• **EXERCISE**:
Could you transcribe all of the data word for word?

• **SUPPLIED ENTRIES**:

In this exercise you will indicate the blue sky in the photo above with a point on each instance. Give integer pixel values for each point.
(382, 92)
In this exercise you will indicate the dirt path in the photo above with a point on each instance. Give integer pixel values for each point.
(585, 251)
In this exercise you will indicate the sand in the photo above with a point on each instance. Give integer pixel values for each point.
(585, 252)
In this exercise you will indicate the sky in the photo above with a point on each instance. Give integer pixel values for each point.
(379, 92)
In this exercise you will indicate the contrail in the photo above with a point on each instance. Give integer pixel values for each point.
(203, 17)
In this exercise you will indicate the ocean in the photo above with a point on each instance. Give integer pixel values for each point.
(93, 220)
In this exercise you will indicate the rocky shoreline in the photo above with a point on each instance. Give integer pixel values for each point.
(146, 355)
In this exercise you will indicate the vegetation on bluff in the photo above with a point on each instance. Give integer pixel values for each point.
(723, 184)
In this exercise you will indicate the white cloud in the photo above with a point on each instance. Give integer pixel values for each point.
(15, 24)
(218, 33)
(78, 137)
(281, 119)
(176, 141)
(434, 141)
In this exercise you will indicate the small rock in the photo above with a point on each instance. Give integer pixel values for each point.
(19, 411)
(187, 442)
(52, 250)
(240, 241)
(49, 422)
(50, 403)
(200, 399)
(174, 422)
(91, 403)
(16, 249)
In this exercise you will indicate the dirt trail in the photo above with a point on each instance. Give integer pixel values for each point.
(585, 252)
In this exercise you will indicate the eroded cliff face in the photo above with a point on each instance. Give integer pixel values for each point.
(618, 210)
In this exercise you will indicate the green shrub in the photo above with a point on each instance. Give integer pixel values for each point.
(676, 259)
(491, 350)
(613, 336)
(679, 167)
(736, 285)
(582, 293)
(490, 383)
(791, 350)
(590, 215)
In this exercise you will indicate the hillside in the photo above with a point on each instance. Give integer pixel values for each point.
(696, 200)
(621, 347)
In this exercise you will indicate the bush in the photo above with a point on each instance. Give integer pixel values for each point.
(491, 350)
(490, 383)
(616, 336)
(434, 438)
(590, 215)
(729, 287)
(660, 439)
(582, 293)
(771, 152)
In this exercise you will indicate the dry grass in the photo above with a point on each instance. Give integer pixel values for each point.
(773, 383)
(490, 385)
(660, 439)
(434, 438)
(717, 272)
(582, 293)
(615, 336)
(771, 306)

• **WRITTEN REPLY**:
In this exercise you will indicate the blue sky in the photo above with a point on each instance. Give integer pixel values for each point.
(382, 92)
In this exercise you will indicate the dirt path in the photo above with a point on each instance. Give integer pixel values for each point.
(585, 251)
In this exercise you will indicate the sand in the photo above with a point on each instance. Give integer pixel values for each point.
(585, 252)
In this exercise you will indicate the sky in the photo above with a point on each instance. Give integer pixel values for each point.
(379, 92)
In this exercise you will indicate the contrail in the photo above with a point on each instance. Give integer pixel values for each point.
(203, 17)
In this exercise you will indicate the ocean in the photo above with a point on each instance. Give integer pixel values for each point.
(93, 220)
In this exercise you will indicate the rocky shoreline in the photo above with a point on each instance. Give integer pixel values for each point.
(146, 355)
In this exercise you will indicate the vegetation on bluff in the photo above with a point on each instance. Give integer pixel values for each point.
(723, 184)
In this exercise you will indicate the white cloud in the photo above with a point on each instance. Give integer pixel values for each point.
(15, 24)
(218, 33)
(78, 137)
(281, 119)
(176, 141)
(434, 141)
In this exercise you will indicate the small rock in the photo above with a point on each instance. Give integer pixel values for each point.
(19, 411)
(187, 442)
(52, 250)
(240, 241)
(49, 422)
(50, 403)
(200, 399)
(174, 422)
(91, 403)
(16, 249)
In this exercise you will indicate the dirt trail in the photo above with a point on each instance. Give integer pixel values for each point.
(585, 252)
In this exercise you will indicate the eroded cliff face in the photo above with a point on each instance. Give integer pixel values for each point.
(618, 210)
In this exercise you will indicate the green shrub in the photo above with a point on each instance. Give integer pixel values for each point.
(676, 259)
(491, 350)
(613, 336)
(679, 167)
(736, 285)
(582, 293)
(490, 383)
(791, 350)
(590, 215)
In this exercise you will indicate the hillside in the photo above with a point on each instance. Give integer pixel values for each point.
(696, 200)
(621, 347)
In this exercise you will indicate the bush in the photo above with a point on each instance. Give integer pixel values for each point.
(491, 350)
(490, 383)
(616, 336)
(434, 438)
(590, 215)
(729, 287)
(660, 439)
(582, 293)
(771, 152)
In this exercise you will indicate the dry grass in the photo above with a point on each instance. Give integer pixel values for each point.
(773, 383)
(490, 385)
(660, 439)
(434, 438)
(717, 272)
(582, 293)
(615, 336)
(771, 306)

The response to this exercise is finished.